Tasks to perform:
1 – In the review of "Siempre, Luis," rewrite the passage from "Although this movie" to "his political career.", swapping "documentary" for "film".
2 – According to the review of "Siempre, Luis," why was the documentary made? Answer in one to three sentences.
3 – Please write the next part of the review of "Siempre, Luis," beginning after its final sentence.

Text under study:
“Siempre, Luis” spoiler-review: Tracing the life of Luis Miranda

Mo Dow, A&E Reporter

An older man lies in a hospital bed, his eyes slowly flickering open as a doctor’s blue gloved hands hover over his chest. This is the opening scene to the new HBO documentary “Siempre, Luis” which tells the story of playwright, composer and actor Lin Manuel Miranda’s father, Luis Miranda. For those who don’t Lin Manuel Miranda rose to prominence after the meteoric rise of his musical Hamilton, which he both starred in, wrote and composed the music for.

The movie starts off running, with little context and a lot of immersion. It skips between time periods and works hard to paint a complete portrait of a man who’s lived a truly remarkable life, moving from Puerto Rico to New York at a young age and becoming a prominent player in the political area of the time.

Although this movie was created in large part due to Lin Manuel Miranda’s meteoric rise to fame, sparked by the hit musical “Hamilton”, and he does play a significant role in the film, this is a movie about Luis — it’s his story, not his son’s. It’s a difficult line to walk, but the movie does it well, and it never lets you forget who the focus should be on: “Siempre, Luis” always Luis. 

Illustration by Elie Flanagan.

Before I get to the meat of this review, I should disclaim: this is not a spoiler-free review. 

“Siempre, Luis” may be the story of a man’s life, but as with any documentary, certain things are stressed at the expense of others. The movie highlights one part of Luis’ life with particular intention: his political career. 

Throughout the course of his life, Luis worked with many prominent political figures, including managing the campaign of long-shot senate candidate Chuck Schumer, who now serves as the Senate Minority Leader. This is only one of Luis’s various political accomplishments that the film touches upon, and is shown to be one of many victories in Luis’ career, both for himself and for all Latinos living in New York City.

Excerpted data:
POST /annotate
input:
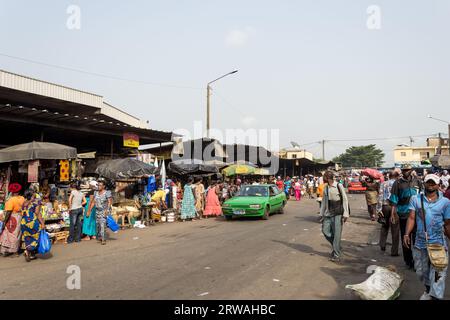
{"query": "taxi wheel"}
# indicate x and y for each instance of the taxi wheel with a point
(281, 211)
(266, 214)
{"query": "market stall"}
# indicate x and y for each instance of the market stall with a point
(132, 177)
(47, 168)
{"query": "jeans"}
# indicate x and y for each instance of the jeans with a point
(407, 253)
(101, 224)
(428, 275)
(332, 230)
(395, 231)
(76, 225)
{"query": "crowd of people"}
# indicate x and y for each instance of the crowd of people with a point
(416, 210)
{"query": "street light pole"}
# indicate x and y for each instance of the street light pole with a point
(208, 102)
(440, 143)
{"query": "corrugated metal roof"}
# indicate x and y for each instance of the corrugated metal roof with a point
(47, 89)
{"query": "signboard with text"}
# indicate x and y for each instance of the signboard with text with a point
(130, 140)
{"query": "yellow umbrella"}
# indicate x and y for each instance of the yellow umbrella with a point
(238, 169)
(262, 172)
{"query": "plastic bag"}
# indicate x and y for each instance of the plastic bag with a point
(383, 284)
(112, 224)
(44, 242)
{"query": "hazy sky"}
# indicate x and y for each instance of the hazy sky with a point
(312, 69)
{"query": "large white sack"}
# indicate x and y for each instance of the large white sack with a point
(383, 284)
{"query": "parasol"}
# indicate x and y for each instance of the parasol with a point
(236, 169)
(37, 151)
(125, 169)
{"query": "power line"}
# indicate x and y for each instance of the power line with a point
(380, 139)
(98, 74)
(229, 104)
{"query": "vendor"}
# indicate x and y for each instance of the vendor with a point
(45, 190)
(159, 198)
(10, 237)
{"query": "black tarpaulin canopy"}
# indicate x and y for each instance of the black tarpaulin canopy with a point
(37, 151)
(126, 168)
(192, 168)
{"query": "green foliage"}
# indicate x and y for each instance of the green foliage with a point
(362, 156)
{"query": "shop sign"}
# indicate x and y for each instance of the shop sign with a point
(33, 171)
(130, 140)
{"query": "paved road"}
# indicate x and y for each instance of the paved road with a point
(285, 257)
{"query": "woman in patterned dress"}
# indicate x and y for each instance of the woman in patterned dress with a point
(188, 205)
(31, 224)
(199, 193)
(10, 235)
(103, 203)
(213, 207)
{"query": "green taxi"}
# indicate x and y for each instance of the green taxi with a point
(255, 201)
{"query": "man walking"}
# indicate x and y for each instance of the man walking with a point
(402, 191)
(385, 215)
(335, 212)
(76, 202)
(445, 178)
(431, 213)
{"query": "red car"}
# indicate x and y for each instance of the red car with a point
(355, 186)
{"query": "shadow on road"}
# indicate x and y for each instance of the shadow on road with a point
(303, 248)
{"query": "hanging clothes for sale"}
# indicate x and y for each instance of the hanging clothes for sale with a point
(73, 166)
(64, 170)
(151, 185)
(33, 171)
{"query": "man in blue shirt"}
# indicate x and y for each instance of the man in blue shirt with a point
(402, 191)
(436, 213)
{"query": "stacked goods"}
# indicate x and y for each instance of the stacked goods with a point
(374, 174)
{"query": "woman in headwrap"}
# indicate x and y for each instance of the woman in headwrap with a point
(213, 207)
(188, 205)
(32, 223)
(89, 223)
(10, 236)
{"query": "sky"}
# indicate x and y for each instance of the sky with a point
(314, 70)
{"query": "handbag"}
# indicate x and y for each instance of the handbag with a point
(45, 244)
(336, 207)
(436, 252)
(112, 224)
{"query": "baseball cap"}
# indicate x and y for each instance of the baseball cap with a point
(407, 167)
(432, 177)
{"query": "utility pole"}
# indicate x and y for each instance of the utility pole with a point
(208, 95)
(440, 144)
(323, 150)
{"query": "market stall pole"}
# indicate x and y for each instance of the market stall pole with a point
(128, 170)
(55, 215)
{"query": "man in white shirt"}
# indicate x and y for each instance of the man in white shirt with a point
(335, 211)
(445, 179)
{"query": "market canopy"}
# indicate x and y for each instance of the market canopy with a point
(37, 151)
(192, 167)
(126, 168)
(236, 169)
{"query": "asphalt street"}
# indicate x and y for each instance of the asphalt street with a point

Responses:
1 –
Although this movie was created in large part due to Lin Manuel Miranda’s meteoric rise to fame, sparked by the hit musical “Hamilton”, and he does play a significant role in the film, this is a movie about Luis — it’s his story, not his son’s. It’s a difficult line to walk, but the movie does it well, and it never lets you forget who the focus should be on: “Siempre, Luis” always Luis. 

Illustration by Elie Flanagan.

Before I get to the meat of this review, I should disclaim: this is not a spoiler-free review. 

“Siempre, Luis” may be the story of a man’s life, but as with any film, certain things are stressed at the expense of others. The movie highlights one part of Luis’ life with particular intention: his political career.

2 – The documentary was created largely because of Lin Manuel Miranda's meteoric rise to fame, which the hit musical "Hamilton" sparked.

3 –
However, this isn’t as clear-cut a story as the movie wishes to portray it, and the film suffers from this lack of nuance. Luis’ first political job after graduating from college was under the then-Mayor of New York Edward Koch. In the film, his hiring is portrayed as a grand victory for immigrant rights; Luis transforms his job from a token position into being one of Koch’s most trusted advisors. However, Koch’s real legacy is very controversial due to his positions on policing. These positions have been heavily criticized for disproportionately affecting people of color. 

The movie never makes any mention of Koch’s reputation, nor, in fact, does it address any of his policies at all. This trend continues as the film progresses: more and more prominent political figures are mentioned, and Luis is glorified for working to get them elected, but their policy positions and real impacts are never addressed. The whole matter seems a little too tidy, and the movie works hard to try and plaster over the grit of political reality and turn it into something much more inspirational than it really is.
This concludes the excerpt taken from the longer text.